• _EXERCISE REQUIREMENTS_:
Rewrite the records starting at the line that contains "Would you be so kind as to point out the camouflage" and ending at the end of the records, with both ends included, and keep the requests in place. Multiply every point coordinate in the answers by 0.7, round each result to a whole number with halves rounded up, and leave the pictures out.

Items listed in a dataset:

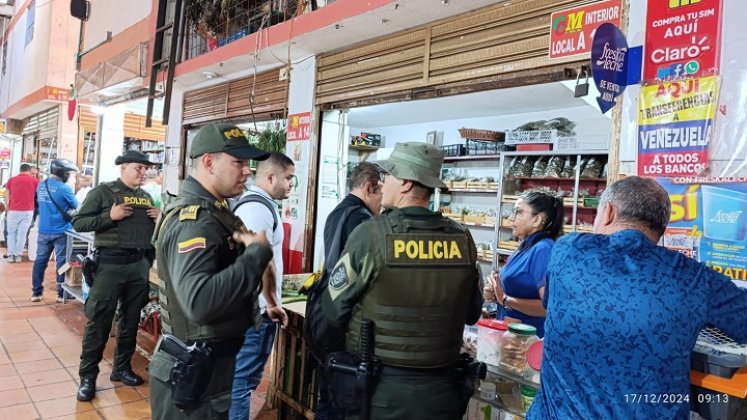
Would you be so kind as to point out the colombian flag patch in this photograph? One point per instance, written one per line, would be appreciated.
(190, 245)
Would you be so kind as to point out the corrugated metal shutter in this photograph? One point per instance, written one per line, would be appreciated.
(135, 128)
(231, 100)
(43, 123)
(500, 40)
(87, 120)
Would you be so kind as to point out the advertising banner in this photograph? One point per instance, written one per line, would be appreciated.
(709, 224)
(675, 125)
(682, 39)
(572, 30)
(299, 126)
(609, 64)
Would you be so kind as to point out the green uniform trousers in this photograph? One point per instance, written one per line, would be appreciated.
(112, 283)
(416, 397)
(214, 402)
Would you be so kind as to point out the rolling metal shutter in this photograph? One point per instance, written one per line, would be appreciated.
(499, 46)
(231, 100)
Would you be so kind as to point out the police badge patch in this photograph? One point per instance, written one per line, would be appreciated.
(339, 277)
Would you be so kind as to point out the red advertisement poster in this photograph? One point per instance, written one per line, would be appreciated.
(572, 30)
(299, 126)
(57, 94)
(683, 39)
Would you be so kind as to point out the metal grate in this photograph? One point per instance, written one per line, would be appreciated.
(715, 339)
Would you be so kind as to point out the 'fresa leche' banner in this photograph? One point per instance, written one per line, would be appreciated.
(709, 223)
(675, 125)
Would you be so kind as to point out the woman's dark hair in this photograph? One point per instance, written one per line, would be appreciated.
(549, 205)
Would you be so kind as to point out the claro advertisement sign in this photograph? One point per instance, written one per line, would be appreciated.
(709, 222)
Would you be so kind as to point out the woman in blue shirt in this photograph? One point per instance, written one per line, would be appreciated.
(537, 221)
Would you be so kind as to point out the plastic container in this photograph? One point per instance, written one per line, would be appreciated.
(514, 346)
(487, 390)
(489, 338)
(527, 396)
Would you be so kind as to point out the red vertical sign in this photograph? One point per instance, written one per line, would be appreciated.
(299, 126)
(683, 39)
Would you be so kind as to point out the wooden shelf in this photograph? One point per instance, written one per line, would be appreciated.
(468, 190)
(471, 157)
(478, 225)
(539, 178)
(362, 148)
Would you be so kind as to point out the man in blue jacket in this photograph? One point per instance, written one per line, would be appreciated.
(55, 198)
(623, 314)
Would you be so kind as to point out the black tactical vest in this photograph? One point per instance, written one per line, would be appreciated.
(173, 319)
(419, 301)
(134, 231)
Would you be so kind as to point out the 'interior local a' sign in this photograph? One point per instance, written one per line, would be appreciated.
(572, 30)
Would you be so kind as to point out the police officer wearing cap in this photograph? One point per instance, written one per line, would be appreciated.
(212, 271)
(413, 273)
(122, 217)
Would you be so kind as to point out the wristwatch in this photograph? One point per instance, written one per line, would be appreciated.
(506, 307)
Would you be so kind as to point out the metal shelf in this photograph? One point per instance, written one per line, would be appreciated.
(468, 190)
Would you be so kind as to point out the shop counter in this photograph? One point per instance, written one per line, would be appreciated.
(293, 388)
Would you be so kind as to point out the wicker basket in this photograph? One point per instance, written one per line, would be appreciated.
(475, 134)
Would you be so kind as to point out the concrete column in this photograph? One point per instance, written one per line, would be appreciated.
(67, 135)
(112, 140)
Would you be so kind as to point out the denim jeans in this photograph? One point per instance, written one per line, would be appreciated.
(18, 228)
(250, 364)
(45, 243)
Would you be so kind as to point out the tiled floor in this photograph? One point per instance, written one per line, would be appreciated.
(40, 353)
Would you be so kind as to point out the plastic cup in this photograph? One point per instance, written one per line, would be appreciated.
(724, 214)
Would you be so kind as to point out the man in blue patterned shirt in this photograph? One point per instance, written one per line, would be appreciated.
(623, 314)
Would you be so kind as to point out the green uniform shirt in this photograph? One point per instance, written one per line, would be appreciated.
(361, 260)
(212, 279)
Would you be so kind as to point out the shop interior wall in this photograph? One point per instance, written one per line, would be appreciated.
(590, 123)
(728, 149)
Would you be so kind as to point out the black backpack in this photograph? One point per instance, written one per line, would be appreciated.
(313, 315)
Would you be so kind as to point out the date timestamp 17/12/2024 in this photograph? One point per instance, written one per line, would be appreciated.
(654, 398)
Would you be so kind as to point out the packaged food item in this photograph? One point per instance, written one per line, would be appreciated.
(554, 167)
(516, 341)
(489, 338)
(522, 166)
(568, 168)
(487, 390)
(527, 396)
(538, 169)
(593, 168)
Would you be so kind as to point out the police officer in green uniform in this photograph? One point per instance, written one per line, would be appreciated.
(122, 216)
(413, 273)
(212, 271)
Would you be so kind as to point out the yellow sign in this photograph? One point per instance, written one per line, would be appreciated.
(685, 100)
(409, 249)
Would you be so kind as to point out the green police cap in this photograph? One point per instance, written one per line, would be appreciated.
(226, 138)
(414, 161)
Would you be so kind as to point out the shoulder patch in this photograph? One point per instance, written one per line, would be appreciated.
(189, 213)
(191, 244)
(339, 277)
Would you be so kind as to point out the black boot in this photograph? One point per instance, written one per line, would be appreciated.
(128, 377)
(87, 389)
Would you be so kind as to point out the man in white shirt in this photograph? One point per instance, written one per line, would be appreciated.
(274, 180)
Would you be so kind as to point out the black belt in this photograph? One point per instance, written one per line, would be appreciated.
(405, 371)
(119, 257)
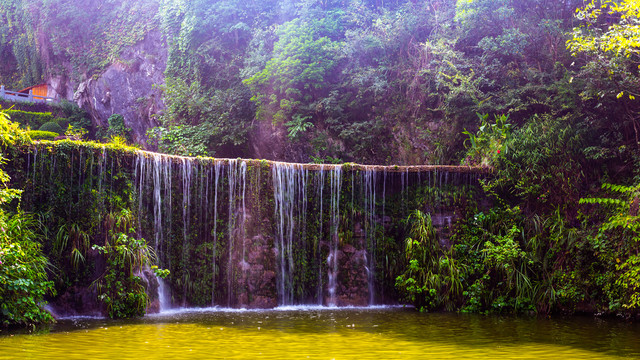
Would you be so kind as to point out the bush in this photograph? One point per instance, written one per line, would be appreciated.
(32, 119)
(23, 277)
(42, 135)
(52, 127)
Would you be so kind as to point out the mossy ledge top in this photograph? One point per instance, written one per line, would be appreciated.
(133, 151)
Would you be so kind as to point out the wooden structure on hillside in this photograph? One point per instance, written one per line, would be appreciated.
(36, 93)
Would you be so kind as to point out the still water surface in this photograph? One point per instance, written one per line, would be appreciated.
(325, 333)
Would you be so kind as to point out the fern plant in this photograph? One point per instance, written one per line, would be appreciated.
(623, 225)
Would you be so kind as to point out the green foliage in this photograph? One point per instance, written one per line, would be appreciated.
(42, 135)
(75, 133)
(489, 142)
(119, 288)
(433, 276)
(182, 140)
(33, 120)
(619, 238)
(23, 276)
(117, 127)
(52, 127)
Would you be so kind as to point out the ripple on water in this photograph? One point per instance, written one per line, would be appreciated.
(320, 332)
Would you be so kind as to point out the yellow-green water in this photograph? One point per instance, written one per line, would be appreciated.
(327, 334)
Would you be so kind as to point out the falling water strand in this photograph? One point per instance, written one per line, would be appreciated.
(218, 172)
(187, 171)
(284, 192)
(320, 189)
(370, 229)
(332, 260)
(232, 173)
(243, 174)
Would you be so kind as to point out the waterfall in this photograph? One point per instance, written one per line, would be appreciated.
(332, 260)
(290, 199)
(290, 237)
(320, 178)
(370, 228)
(214, 270)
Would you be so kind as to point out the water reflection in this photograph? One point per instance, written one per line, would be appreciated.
(321, 333)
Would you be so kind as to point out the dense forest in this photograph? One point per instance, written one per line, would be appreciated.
(334, 81)
(545, 93)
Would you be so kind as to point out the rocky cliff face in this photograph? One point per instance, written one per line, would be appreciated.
(128, 87)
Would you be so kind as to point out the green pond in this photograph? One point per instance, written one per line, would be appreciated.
(327, 333)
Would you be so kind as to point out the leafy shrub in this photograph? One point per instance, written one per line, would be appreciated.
(23, 278)
(119, 288)
(42, 135)
(52, 127)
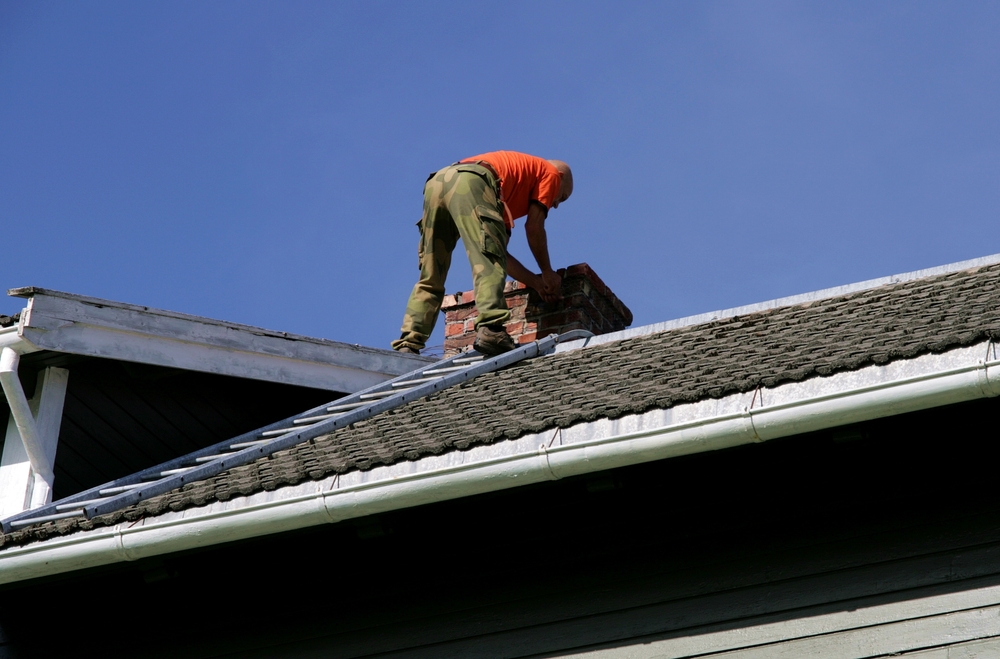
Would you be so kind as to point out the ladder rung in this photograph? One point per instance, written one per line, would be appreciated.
(179, 470)
(345, 407)
(45, 518)
(449, 369)
(119, 489)
(411, 383)
(277, 433)
(248, 444)
(313, 419)
(378, 394)
(210, 458)
(80, 504)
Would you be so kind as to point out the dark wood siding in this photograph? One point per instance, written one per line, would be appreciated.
(891, 516)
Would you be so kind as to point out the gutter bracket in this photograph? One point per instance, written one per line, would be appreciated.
(749, 429)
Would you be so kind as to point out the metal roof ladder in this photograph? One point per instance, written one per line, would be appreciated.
(262, 442)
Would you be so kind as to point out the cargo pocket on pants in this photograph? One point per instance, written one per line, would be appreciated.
(420, 244)
(494, 240)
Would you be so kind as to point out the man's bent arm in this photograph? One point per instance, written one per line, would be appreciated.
(538, 241)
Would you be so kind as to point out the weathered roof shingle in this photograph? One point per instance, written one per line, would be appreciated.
(687, 364)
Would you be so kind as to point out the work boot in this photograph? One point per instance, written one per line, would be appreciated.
(492, 340)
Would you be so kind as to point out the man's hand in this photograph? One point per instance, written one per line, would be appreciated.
(551, 285)
(530, 279)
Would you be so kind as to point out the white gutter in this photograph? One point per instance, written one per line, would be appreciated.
(128, 542)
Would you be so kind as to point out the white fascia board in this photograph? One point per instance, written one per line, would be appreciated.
(100, 328)
(877, 391)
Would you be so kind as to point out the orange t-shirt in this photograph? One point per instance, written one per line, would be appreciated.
(523, 179)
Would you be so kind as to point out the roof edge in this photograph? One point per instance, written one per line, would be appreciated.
(776, 303)
(935, 384)
(31, 291)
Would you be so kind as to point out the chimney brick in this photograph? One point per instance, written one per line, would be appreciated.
(587, 303)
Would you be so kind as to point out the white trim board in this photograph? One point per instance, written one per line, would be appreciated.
(81, 325)
(869, 393)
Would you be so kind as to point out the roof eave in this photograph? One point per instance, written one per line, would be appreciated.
(877, 391)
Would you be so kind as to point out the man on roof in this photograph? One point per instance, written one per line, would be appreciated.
(477, 200)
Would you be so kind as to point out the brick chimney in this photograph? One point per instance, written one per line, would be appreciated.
(587, 303)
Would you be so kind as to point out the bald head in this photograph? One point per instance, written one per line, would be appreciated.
(566, 189)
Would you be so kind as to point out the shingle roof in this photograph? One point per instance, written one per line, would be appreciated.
(633, 375)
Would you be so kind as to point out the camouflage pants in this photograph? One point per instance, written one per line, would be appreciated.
(460, 201)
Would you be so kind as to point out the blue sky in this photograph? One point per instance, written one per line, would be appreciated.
(263, 162)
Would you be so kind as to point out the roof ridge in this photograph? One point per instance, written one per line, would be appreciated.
(788, 301)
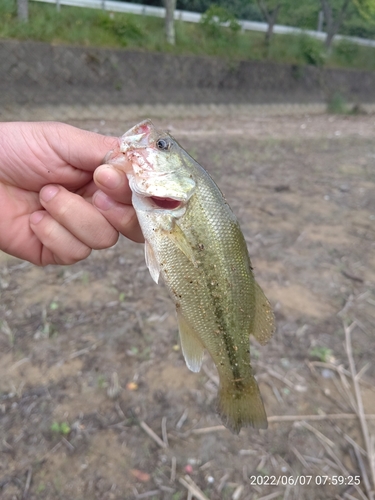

• _ANSWER FOR THIS EXERCISE_:
Would you be so kind as to point out the camouflage pants in this photograph? One point per instance, written one per line, would be appreciated.
(322, 141)
Would you be so kind as to point out the blue sky in this photograph? One point per instance, written one per line, would be appreciated.
(184, 113)
Would you be so kind as to point out the roof ridge in this photograph? One point per instance, written one per line, would be appreciated.
(552, 211)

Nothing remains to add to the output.